• **What the task asks**:
Can you write out the rows below again, swapping each "Target" for "Object" and keeping everything else the same?

• **Information shown**:
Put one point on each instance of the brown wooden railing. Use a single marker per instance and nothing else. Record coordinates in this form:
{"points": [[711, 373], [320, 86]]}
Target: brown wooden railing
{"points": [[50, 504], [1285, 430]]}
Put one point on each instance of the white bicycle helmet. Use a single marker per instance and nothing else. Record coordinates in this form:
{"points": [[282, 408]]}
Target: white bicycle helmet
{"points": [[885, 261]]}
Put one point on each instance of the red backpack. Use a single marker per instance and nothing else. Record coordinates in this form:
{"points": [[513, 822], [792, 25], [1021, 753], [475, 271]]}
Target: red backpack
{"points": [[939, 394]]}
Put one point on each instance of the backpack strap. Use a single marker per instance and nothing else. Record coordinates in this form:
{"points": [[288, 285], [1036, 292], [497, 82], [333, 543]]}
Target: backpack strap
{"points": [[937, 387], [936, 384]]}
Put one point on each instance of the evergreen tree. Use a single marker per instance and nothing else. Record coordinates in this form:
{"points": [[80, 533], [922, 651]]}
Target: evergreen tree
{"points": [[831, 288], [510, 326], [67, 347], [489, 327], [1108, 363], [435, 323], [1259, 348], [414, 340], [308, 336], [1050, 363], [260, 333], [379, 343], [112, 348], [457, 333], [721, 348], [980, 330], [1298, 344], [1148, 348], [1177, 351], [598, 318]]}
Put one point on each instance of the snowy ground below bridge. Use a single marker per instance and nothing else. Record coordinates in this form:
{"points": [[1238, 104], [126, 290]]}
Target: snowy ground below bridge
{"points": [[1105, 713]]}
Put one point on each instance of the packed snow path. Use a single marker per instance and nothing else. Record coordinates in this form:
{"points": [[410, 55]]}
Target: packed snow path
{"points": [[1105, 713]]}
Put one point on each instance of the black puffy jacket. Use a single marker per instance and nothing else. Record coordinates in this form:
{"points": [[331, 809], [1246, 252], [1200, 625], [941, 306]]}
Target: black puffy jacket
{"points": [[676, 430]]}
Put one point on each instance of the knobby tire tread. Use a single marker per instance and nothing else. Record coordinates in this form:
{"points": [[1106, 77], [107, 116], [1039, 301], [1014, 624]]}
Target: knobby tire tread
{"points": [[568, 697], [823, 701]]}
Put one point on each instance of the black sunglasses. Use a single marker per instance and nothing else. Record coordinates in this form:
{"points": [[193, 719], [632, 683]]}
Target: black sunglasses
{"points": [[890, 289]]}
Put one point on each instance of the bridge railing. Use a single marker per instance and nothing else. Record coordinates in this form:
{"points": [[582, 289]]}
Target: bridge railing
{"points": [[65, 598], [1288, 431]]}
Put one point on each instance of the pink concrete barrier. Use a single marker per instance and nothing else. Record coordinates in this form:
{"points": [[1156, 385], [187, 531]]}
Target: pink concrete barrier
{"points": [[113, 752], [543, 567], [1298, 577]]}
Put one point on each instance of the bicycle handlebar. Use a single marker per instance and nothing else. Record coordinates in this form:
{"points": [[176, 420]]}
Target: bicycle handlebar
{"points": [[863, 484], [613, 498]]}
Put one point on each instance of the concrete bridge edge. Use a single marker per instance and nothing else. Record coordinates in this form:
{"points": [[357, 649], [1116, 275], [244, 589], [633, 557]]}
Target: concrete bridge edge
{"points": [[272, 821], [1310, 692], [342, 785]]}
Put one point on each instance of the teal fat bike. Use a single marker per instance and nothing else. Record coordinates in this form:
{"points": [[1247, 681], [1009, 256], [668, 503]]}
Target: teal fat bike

• **The reply**:
Put one point on each instance of the brown wooden railing. Use a single marker per instance and nothing else. Record coordinates in this form:
{"points": [[711, 373], [320, 86]]}
Object: brown wooden railing
{"points": [[50, 504], [1285, 430]]}
Put one point on each instance of the white bicycle helmet. Use a single marker per instance and nothing else. Record coordinates in this form:
{"points": [[282, 408]]}
Object: white bicycle helmet
{"points": [[885, 261]]}
Put one point on each instance of the red backpack. Use a single marker per instance and nothing else. Record coordinates in this form:
{"points": [[513, 822], [792, 25], [1021, 753], [475, 271]]}
Object: red backpack
{"points": [[939, 394]]}
Put one point on each instance of the backpack strap. Use a single marker per instance and nothing else. Record coordinates in this form:
{"points": [[288, 285], [1036, 292], [497, 82], [333, 543]]}
Object: backpack strap
{"points": [[937, 387], [936, 384]]}
Put one point on each instance of the evergreen tree. Use a single marker per instance and nothing else. Record coordinates in this form:
{"points": [[80, 533], [922, 651]]}
Object: evergreen tree
{"points": [[831, 288], [510, 326], [67, 347], [489, 327], [1108, 363], [435, 323], [1259, 348], [414, 340], [308, 336], [1050, 363], [260, 333], [379, 343], [112, 348], [457, 333], [721, 348], [980, 330], [1298, 344], [1148, 348], [1177, 351], [598, 318]]}
Put one point on each instance of the snowy ground below bridge. Use a single marker per instance and nothing else. Record coordinates in this form:
{"points": [[1238, 104], [126, 290]]}
Object: snowy ground below bridge
{"points": [[1105, 713]]}
Put one point on each instance of the packed snow path. Use a single marker per instance and nothing else. Record coordinates in this form:
{"points": [[410, 55]]}
Object: packed snow path
{"points": [[1105, 713]]}
Put one point on each instance of the black puffy jacket. Use a single marker per instance and nothing else. Record coordinates in this form:
{"points": [[331, 809], [1246, 252], [1200, 625], [941, 306]]}
Object: black puffy jacket
{"points": [[676, 430]]}
Put one point on each instance of the knobby tire tread. Use a single marker per instance and nothing else. Record coordinates in this form:
{"points": [[1106, 77], [107, 116], [1039, 301], [1014, 624]]}
Object: knobby tire tread
{"points": [[568, 697], [823, 701]]}
Put one point on each instance of the black sunglasses. Use a single marker per instance and nothing else. Record coordinates in this form:
{"points": [[193, 719], [632, 683]]}
Object: black sunglasses
{"points": [[890, 289]]}
Put one point on each instance of the bridge railing. Use a single marker per instance and nothing else. Record coordinates in this form:
{"points": [[582, 289]]}
Object: bridge railing
{"points": [[65, 598], [1288, 431]]}
Put one point on each instance of the pink concrete barrier. Use a single marker per instance and nothing else. Record coordinates in this form:
{"points": [[1156, 385], [187, 531]]}
Object: pink concrete barrier
{"points": [[113, 752], [543, 567], [1298, 577]]}
Put one point on each instance of the bicycle handlebar. Use a single marker per instance and nothing else. Record coordinates in this form:
{"points": [[176, 420]]}
Object: bicycle handlebar
{"points": [[863, 484], [613, 498]]}
Put one point on each instance of the concrete bridge edge. Use a single marker per instance and nothing else. Record coordinates in this form:
{"points": [[357, 649], [1116, 275], [244, 589], [633, 557]]}
Object: concrete bridge edge
{"points": [[272, 821], [1310, 692], [342, 785]]}
Put one point on each instance of the teal fat bike. Use a single marker per instance and nothing else. Record coordinates in this form:
{"points": [[1247, 681], [1009, 256], [668, 503]]}
Object: teal fat bike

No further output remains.